→ **RECORDS PROVIDED**

▬▬▬▬▬▬

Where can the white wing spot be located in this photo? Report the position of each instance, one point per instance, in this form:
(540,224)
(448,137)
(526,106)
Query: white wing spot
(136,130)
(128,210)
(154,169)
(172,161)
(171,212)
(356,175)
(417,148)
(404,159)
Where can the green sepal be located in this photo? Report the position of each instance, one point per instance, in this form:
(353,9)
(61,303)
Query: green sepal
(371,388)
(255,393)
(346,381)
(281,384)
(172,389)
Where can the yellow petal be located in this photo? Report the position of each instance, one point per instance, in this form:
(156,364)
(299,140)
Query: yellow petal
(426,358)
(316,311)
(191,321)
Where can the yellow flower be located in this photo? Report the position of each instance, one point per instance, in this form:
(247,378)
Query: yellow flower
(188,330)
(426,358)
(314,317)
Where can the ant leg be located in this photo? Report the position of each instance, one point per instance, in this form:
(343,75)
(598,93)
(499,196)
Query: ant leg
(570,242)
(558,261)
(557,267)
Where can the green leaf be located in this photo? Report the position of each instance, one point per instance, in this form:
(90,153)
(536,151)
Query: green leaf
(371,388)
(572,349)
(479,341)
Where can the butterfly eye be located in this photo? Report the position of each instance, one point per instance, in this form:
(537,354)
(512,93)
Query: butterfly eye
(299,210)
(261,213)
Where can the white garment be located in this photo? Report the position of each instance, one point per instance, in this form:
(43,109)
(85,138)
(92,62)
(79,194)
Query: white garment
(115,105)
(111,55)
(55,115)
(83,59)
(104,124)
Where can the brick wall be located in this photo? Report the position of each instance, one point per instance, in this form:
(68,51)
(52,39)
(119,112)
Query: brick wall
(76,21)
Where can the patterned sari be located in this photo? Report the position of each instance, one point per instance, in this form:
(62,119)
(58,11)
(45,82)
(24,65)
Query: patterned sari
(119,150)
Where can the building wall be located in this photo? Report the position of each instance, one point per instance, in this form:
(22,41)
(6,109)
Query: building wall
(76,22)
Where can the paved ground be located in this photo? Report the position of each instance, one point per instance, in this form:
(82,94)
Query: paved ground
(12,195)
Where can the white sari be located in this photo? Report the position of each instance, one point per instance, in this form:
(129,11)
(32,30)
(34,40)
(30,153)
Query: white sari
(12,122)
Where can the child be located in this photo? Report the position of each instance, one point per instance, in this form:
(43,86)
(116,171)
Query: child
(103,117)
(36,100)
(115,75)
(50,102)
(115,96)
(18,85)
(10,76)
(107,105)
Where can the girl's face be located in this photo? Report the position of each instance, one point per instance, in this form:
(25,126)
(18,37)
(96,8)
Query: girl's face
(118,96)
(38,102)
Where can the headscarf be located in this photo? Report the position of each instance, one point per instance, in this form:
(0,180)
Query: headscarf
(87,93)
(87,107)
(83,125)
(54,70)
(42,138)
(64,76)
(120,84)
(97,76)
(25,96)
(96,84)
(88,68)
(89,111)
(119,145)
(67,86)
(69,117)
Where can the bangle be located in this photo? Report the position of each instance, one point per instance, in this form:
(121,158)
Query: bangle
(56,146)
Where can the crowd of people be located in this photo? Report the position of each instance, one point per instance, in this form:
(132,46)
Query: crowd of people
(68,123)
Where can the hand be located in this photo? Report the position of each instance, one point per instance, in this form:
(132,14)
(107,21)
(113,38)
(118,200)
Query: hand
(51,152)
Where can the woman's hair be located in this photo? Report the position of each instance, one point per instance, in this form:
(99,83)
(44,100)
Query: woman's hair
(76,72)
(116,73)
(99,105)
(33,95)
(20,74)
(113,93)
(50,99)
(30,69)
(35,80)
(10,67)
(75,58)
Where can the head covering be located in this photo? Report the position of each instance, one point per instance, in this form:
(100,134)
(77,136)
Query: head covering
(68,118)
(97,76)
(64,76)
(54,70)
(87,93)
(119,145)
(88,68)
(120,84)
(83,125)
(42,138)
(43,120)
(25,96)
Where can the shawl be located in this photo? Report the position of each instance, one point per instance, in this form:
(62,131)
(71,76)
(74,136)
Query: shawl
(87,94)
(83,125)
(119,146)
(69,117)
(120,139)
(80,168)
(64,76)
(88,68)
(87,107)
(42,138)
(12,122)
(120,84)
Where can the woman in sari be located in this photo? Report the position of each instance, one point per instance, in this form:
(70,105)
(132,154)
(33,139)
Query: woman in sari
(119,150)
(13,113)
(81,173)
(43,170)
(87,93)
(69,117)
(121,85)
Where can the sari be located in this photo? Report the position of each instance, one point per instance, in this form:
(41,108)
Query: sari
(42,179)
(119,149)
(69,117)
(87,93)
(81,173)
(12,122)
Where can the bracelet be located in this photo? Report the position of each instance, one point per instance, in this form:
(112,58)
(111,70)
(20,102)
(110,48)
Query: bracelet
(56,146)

▬▬▬▬▬▬

→ **EXERCISE INSTRUCTIONS**
Output every record above exactly as it appears.

→ **TASK RESPONSE**
Where can the white wing spot be located in this photo? Report the position of each instance, one point per instance, in this form:
(540,224)
(448,137)
(526,106)
Query: white wing spot
(136,130)
(128,210)
(154,169)
(172,161)
(171,212)
(356,175)
(417,148)
(404,159)
Where can the green sepal be located in this photo? Report the position of each instance, one point per instance, in this form:
(353,9)
(61,303)
Query: green sepal
(371,388)
(255,393)
(346,381)
(281,384)
(172,389)
Where can the yellow petal be located in this photo? Report the position of each instance, one point per instance, in this form:
(156,364)
(299,140)
Query: yellow petal
(426,358)
(316,311)
(191,321)
Where can the yellow flower be located in this photo? Report the position of each instance, one point per instance, in this form:
(247,378)
Query: yellow flower
(188,330)
(426,358)
(314,317)
Where can the ant leg be located in this photo? Report the position of each instance, one point per instance, in this form:
(343,75)
(598,93)
(499,196)
Query: ant leg
(570,242)
(558,261)
(557,267)
Where can the green leaf be located in this photo? Report the position of each instance, one point per instance, in this form:
(90,153)
(536,151)
Query: green leaf
(371,388)
(572,349)
(479,341)
Where can the butterfly eye be located in this photo? Report the position of each instance, one point per instance, in this form:
(537,354)
(512,93)
Query: butterfly eye
(299,210)
(261,213)
Where can the white garment be located in this photo? Report the position of each instance, one point per instance, in this form:
(43,109)
(85,138)
(92,62)
(79,194)
Query: white garment
(115,105)
(111,55)
(55,115)
(83,59)
(104,124)
Where can the brick wall be located in this photo? Report the position of each instance, one point per instance, in this form:
(68,51)
(52,39)
(119,112)
Query: brick wall
(76,21)
Where can the patterned sari be located in this photo? Report the position of each instance, one point per instance, in this form:
(62,119)
(58,11)
(45,82)
(24,65)
Query: patterned sari
(119,150)
Where can the building wall be located in this photo? Report the position of each instance, one point per instance, in this form:
(22,41)
(6,109)
Query: building wall
(76,22)
Where can the paved ground be located in this photo? Report the position of each instance, one point per instance, in this form:
(82,94)
Query: paved ground
(12,195)
Where can the white sari be located in this photo? Report the position of each instance, one point per instance, in this form:
(129,11)
(32,30)
(34,40)
(30,153)
Query: white sari
(12,122)
Where can the child be located in this photo? Report the position of each instance, one point per instance, in this form:
(43,86)
(116,171)
Query: child
(103,117)
(36,100)
(115,75)
(50,102)
(115,96)
(18,85)
(10,76)
(107,105)
Where can the girl's face be located in this photo? Report the position of each instance, one point per instance, in this form:
(25,126)
(18,37)
(96,8)
Query: girl's face
(118,96)
(38,102)
Where can the headscarf be located in this photo? Report the position of each instance, one point per instance, in this form:
(0,180)
Query: headscarf
(87,93)
(87,107)
(83,125)
(54,70)
(42,138)
(64,76)
(120,84)
(97,76)
(25,96)
(96,84)
(88,68)
(89,111)
(119,145)
(67,86)
(69,117)
Where can the bangle be located in this photo? Report the position of each instance, one point per instance, in this form:
(121,158)
Query: bangle
(56,146)
Where can the crowd of people be located in this photo? Report the position of each instance, one point per instance, in this form:
(132,46)
Query: crowd of people
(68,123)
Where can the hand be located in this photo? Report the position of each instance, one point per instance, in this form:
(132,14)
(107,21)
(113,38)
(118,200)
Query: hand
(51,152)
Where can the woman's hair be located in this photo? Report the position of each instance, one point per instance, in this form:
(99,83)
(44,100)
Query: woman's hair
(76,72)
(116,73)
(99,105)
(33,95)
(20,74)
(113,93)
(50,99)
(30,69)
(35,80)
(10,67)
(75,58)
Where can the head covering be located in this photo? Report the position of each instance, one point per instance, in this form:
(100,134)
(77,136)
Query: head covering
(68,118)
(97,76)
(64,76)
(54,70)
(87,93)
(119,145)
(88,68)
(120,84)
(83,125)
(42,138)
(43,120)
(25,96)
Where can the shawl be located in this photo? Report the position of each instance, one point per instance, in this form:
(62,131)
(71,76)
(74,136)
Query: shawl
(87,94)
(83,125)
(119,146)
(69,117)
(120,139)
(80,168)
(64,76)
(88,68)
(87,107)
(42,138)
(12,122)
(120,84)
Where can the woman in sari be located in this photo? Report the position of each instance, one point per instance, in this form:
(70,105)
(132,154)
(33,139)
Query: woman in sari
(119,150)
(13,113)
(81,173)
(43,170)
(87,93)
(69,117)
(121,85)
Where can the sari be located in this photo? Report the position of each instance, one point per instance, in this form:
(41,108)
Query: sari
(42,179)
(119,149)
(69,117)
(87,93)
(81,173)
(12,122)
Where can the bracelet be located in this photo? Report the position of each instance, one point per instance, in this form:
(112,58)
(111,70)
(20,102)
(110,48)
Query: bracelet
(56,146)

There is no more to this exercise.